» GIVEN DATA:

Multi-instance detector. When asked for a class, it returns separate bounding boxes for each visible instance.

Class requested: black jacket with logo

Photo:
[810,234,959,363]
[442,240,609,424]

» WHAT NEEDS TO BE DONE: Give every line of the material above as a JSON list of strings, one string per line, with blank lines left out.

» CORRECT RESPONSE:
[
  "Multi-instance detector. When asked for a class, it returns separate bounding boxes for each visible instance.",
  "Class requested: black jacket with logo",
  "Photo:",
  "[810,234,959,363]",
  "[442,240,609,424]"
]